LISTING:

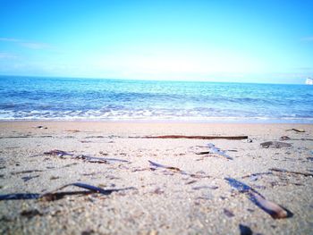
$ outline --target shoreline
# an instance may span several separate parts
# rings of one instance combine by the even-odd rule
[[[1,122],[107,122],[107,123],[201,123],[201,124],[308,124],[313,125],[313,119],[242,119],[221,118],[211,120],[184,120],[184,119],[0,119]]]

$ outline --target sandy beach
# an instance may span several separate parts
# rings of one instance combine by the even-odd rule
[[[0,130],[1,234],[313,233],[311,124],[1,122]],[[248,138],[146,138],[162,135]],[[73,183],[106,191],[60,189]],[[256,195],[287,218],[273,218]]]

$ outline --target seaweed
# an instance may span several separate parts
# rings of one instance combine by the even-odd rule
[[[144,136],[144,137],[129,137],[136,138],[194,138],[194,139],[231,139],[240,140],[246,139],[248,136],[183,136],[183,135],[165,135],[165,136]]]
[[[300,174],[300,175],[304,175],[305,177],[308,177],[308,176],[313,177],[313,174],[311,173],[292,172],[292,171],[288,171],[288,170],[280,169],[280,168],[270,168],[268,170],[272,172],[282,172],[282,173]]]
[[[285,142],[279,142],[279,141],[267,141],[263,142],[260,144],[260,146],[264,148],[282,148],[282,147],[292,147],[292,144],[285,143]]]
[[[75,186],[79,188],[82,188],[84,189],[88,189],[88,191],[63,191],[63,192],[55,192],[61,189],[63,189],[64,188],[68,186]],[[0,195],[0,201],[1,200],[21,200],[21,199],[41,199],[44,201],[54,201],[63,198],[65,196],[72,196],[72,195],[88,195],[91,193],[100,193],[103,195],[109,195],[113,192],[121,191],[121,190],[128,190],[128,189],[136,189],[136,188],[129,187],[129,188],[123,188],[123,189],[104,189],[99,187],[96,187],[93,185],[86,184],[86,183],[71,183],[66,184],[61,188],[56,189],[55,190],[45,194],[38,194],[38,193],[14,193],[14,194],[5,194],[5,195]]]
[[[246,225],[239,224],[239,231],[241,232],[241,235],[252,235],[253,231],[251,229]]]
[[[150,168],[150,170],[152,170],[152,171],[155,171],[157,168],[163,168],[163,169],[165,169],[165,170],[170,170],[171,172],[179,172],[181,174],[188,175],[188,176],[190,176],[190,177],[193,177],[193,178],[210,178],[210,176],[208,176],[208,175],[200,175],[200,174],[190,173],[190,172],[187,172],[185,171],[182,171],[178,167],[163,165],[163,164],[156,164],[156,163],[154,163],[154,162],[149,161],[149,160],[148,160],[148,162],[149,162],[149,164],[152,166]]]
[[[225,178],[225,180],[227,180],[228,183],[240,193],[245,193],[253,204],[270,214],[272,218],[283,219],[293,215],[293,214],[288,209],[266,200],[260,193],[247,184],[233,178]]]
[[[216,147],[216,146],[212,143],[207,144],[207,147],[209,148],[209,153],[210,154],[216,154],[219,155],[221,156],[224,156],[225,158],[227,158],[228,160],[233,160],[233,157],[229,156],[228,155],[226,155],[226,152],[224,150],[221,150],[218,147]]]
[[[53,149],[53,150],[48,151],[48,152],[44,152],[44,155],[59,156],[61,158],[63,158],[65,155],[69,155],[73,159],[81,159],[81,160],[89,162],[89,163],[97,163],[97,164],[107,164],[109,162],[129,163],[129,161],[123,160],[123,159],[97,157],[97,156],[90,156],[90,155],[75,155],[75,154],[68,153],[68,152],[65,152],[63,150],[58,150],[58,149]]]

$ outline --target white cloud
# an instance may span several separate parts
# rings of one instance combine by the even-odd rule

WRITTEN INSTRUCTION: Copy all of the records above line for line, without changing any character, and leave out the pictures.

ANSWER:
$ outline --target shoreline
# an instance may span several separate parts
# rings of one instance combine by the even-odd rule
[[[1,122],[107,122],[107,123],[201,123],[201,124],[308,124],[313,125],[313,119],[242,119],[221,118],[211,120],[184,120],[184,119],[0,119]]]

$ outline --target sandy beach
# an instance may span several separate parts
# rings of one instance combine by the even-odd rule
[[[0,130],[1,234],[313,233],[311,124],[1,122]],[[248,138],[146,138],[162,135]],[[73,183],[106,191],[60,189]],[[256,195],[287,218],[273,218]]]

$ outline --target seaweed
# an instance may span several separate parts
# rings of one instance combine by the even-odd rule
[[[144,136],[144,137],[129,137],[136,138],[194,138],[194,139],[231,139],[240,140],[246,139],[248,136],[183,136],[183,135],[165,135],[165,136]]]
[[[300,174],[300,175],[304,175],[305,177],[308,177],[308,176],[313,177],[313,174],[311,173],[292,172],[292,171],[288,171],[288,170],[280,169],[280,168],[270,168],[268,170],[272,172],[282,172],[282,173]]]
[[[285,142],[279,142],[279,141],[267,141],[263,142],[260,144],[260,146],[264,148],[282,148],[282,147],[292,147],[292,144],[285,143]]]
[[[75,186],[79,188],[82,188],[84,189],[88,189],[88,191],[63,191],[63,192],[55,192],[61,189],[63,189],[64,188],[68,186]],[[0,195],[0,201],[1,200],[21,200],[21,199],[41,199],[44,201],[54,201],[63,198],[65,196],[72,196],[72,195],[88,195],[91,193],[100,193],[103,195],[109,195],[113,192],[121,191],[121,190],[128,190],[128,189],[136,189],[136,188],[129,187],[129,188],[123,188],[123,189],[104,189],[99,187],[96,187],[93,185],[86,184],[86,183],[71,183],[66,184],[61,188],[56,189],[55,190],[45,194],[38,194],[38,193],[14,193],[14,194],[5,194],[5,195]]]
[[[246,225],[239,224],[239,231],[241,232],[241,235],[252,235],[253,231],[251,229]]]
[[[150,168],[150,170],[152,170],[152,171],[155,171],[157,168],[163,168],[163,169],[165,169],[165,170],[170,170],[171,172],[179,172],[181,174],[188,175],[188,176],[190,176],[190,177],[193,177],[193,178],[210,178],[210,176],[208,176],[208,175],[200,175],[200,174],[190,173],[190,172],[187,172],[185,171],[182,171],[178,167],[163,165],[163,164],[156,164],[156,163],[154,163],[154,162],[149,161],[149,160],[148,160],[148,162],[149,162],[149,164],[152,166]]]
[[[225,178],[225,180],[227,180],[228,183],[240,193],[245,193],[253,204],[270,214],[272,218],[283,219],[293,215],[293,214],[288,209],[266,200],[260,193],[247,184],[233,178]]]
[[[216,147],[216,146],[212,143],[207,144],[207,147],[209,148],[209,153],[210,154],[216,154],[219,155],[221,156],[224,156],[225,158],[227,158],[228,160],[233,160],[233,157],[229,156],[228,155],[226,155],[226,152],[224,150],[221,150],[218,147]]]
[[[53,149],[53,150],[48,151],[48,152],[44,152],[44,155],[59,156],[61,158],[63,158],[65,155],[69,155],[73,159],[81,159],[81,160],[89,162],[89,163],[97,163],[97,164],[107,164],[109,162],[129,163],[129,161],[123,160],[123,159],[97,157],[97,156],[90,156],[90,155],[75,155],[75,154],[68,153],[68,152],[65,152],[63,150],[58,150],[58,149]]]

$ outline --target white cloud
# an instance may span several separate parts
# rings of one instance combine by the even-odd rule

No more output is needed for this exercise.